[Exercise objective]: Pull out the lines of the material below word for word, from the line with "Expected: one point per instance of the eye, each" up to and including the line with "Target: ping pong net".

[Source material]:

** begin **

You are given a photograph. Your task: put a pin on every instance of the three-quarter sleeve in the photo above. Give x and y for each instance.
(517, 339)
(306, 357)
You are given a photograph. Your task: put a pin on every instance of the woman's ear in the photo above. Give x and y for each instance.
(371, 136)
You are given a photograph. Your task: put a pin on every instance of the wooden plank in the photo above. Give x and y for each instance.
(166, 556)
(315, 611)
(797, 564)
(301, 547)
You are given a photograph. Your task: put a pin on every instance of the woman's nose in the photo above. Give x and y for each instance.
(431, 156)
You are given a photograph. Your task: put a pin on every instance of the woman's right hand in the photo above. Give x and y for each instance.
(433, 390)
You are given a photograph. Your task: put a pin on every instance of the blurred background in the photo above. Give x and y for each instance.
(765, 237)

** end **
** begin **

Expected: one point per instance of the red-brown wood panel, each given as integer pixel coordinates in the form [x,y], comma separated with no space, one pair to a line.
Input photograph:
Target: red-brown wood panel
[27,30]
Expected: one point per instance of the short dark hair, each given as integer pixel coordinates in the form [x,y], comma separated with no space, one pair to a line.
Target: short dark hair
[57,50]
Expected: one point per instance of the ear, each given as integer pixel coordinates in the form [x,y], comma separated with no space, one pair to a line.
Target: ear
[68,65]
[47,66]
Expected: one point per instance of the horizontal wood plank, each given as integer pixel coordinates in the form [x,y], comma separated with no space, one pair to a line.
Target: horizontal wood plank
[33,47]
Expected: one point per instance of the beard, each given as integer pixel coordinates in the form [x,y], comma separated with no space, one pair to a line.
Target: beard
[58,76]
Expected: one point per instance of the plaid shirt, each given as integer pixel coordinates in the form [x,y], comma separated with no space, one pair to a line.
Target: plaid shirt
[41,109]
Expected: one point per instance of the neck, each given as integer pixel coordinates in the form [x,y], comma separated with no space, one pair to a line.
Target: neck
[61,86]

** end **
** begin **

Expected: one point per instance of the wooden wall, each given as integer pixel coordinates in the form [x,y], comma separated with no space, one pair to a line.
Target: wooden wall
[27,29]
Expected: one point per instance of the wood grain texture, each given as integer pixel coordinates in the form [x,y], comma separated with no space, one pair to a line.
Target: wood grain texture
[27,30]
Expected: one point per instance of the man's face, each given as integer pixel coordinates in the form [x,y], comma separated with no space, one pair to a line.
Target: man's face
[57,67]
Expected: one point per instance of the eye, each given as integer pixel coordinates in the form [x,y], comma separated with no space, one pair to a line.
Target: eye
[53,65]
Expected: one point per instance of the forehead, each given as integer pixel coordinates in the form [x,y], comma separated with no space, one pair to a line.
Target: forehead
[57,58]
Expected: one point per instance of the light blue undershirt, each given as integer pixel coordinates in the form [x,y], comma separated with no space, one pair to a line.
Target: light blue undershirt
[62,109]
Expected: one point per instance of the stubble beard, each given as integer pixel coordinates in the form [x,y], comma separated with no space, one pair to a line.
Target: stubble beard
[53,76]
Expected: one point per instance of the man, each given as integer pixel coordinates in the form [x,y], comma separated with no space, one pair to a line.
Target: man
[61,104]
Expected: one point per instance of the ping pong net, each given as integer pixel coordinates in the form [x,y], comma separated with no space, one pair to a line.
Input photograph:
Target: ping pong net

** end **

[Task result]:
Expected: one point per instance of the eye, each given as integer pixel coordinates in the form [x,y], comma separated with no space, one pair to a line.
Target: eye
[53,65]
Expected: one point per instance of the forehead, each given as integer pixel coordinates in the form [x,y], comma separated with no space, one pair to a line.
Target: forehead
[57,58]
Expected: one point per instance of the light blue undershirt, each given as integer pixel coordinates in the form [x,y], comma separated with no space, one pair to a line.
Target: light blue undershirt
[62,109]
Expected: one point per instance of the stubble beard, each given as integer pixel coordinates in the form [x,y], comma separated with no space, one pair to a line.
Target: stubble beard
[53,76]
Expected: one point per instance of the man, each given as integer pixel coordinates in the form [x,y], comma separated with no space, one pair to a line.
Target: man
[61,104]
Expected: one point per instance of the ping pong net, each given as integer pixel coordinates in the form [x,y], comma separated with no space, one pair to a line.
Input photograph:
Target: ping pong net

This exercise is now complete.